Aureliano
Buendía y Pablo Iglesias/Luisgé Martín es escritor.
El
País | 24 de octubre de 2014
En
Cien años de soledad,que es una novela más política de lo que se suele
recordar, los conservadores y los liberales libran una formidable guerra.
Después de muchas batallas, el coronel Aureliano Buendía, jefe militar de los
liberales, recibe a los representantes políticos de su propio partido, que han
estado negociando la paz con el Gobierno conservador y que le traen una lista
de demandas: “Pedían, en primer término, renunciar a la revisión de los títulos
de propiedad de la tierra para recuperar el apoyo de los terratenientes
liberales. Pedían, en segundo término, renunciar a la lucha contra la influencia
clerical para obtener el respaldo del pueblo católico. Pedían, por último,
renunciar a las aspiraciones de igualdad de derechos entre los hijos naturales
y los legítimos para preservar la integridad de los hogares”. Cuando terminan
de exponer los términos de su acuerdo, el coronel Aureliano Buendía sonríe y
les responde: “Quiere decir que sólo estamos luchando por el poder”.

▶ _Datos_
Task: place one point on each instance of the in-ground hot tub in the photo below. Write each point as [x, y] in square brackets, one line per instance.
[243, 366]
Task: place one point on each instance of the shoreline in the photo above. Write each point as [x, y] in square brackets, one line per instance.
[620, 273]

▶ _Ejercicio breve_
Continúe el artículo sobre Aureliano Buendía y Pablo Iglesias a partir de la última frase que aparece más arriba.

▶ _Respuesta_
La
izquierda democrática, sin embargo, tiene que enfrentarse siempre a esa
paradoja: su propósito es hacer desaparecer las alienaciones de la sociedad,
pero para ello tiene que conseguir ser votada por los alienados, que están
sometidos o hechizados por los poderes dominantes. Recuérdese la célebre
disputa entre Clara Campoamor y Victoria Kent en el debate parlamentario
celebrado en 1931 sobre el sufragio femenino. Buena parte de la izquierda se
opuso en aquel debate al derecho al voto de las mujeres, alegando que su
proximidad ideológica con la Iglesia católica y su falta de “reflexión y de
espíritu crítico” las hermanaba demasiado con los partidos de derechas y que
con ellas se acabaría arrastrando a la República hacia el conservadurismo más
feroz.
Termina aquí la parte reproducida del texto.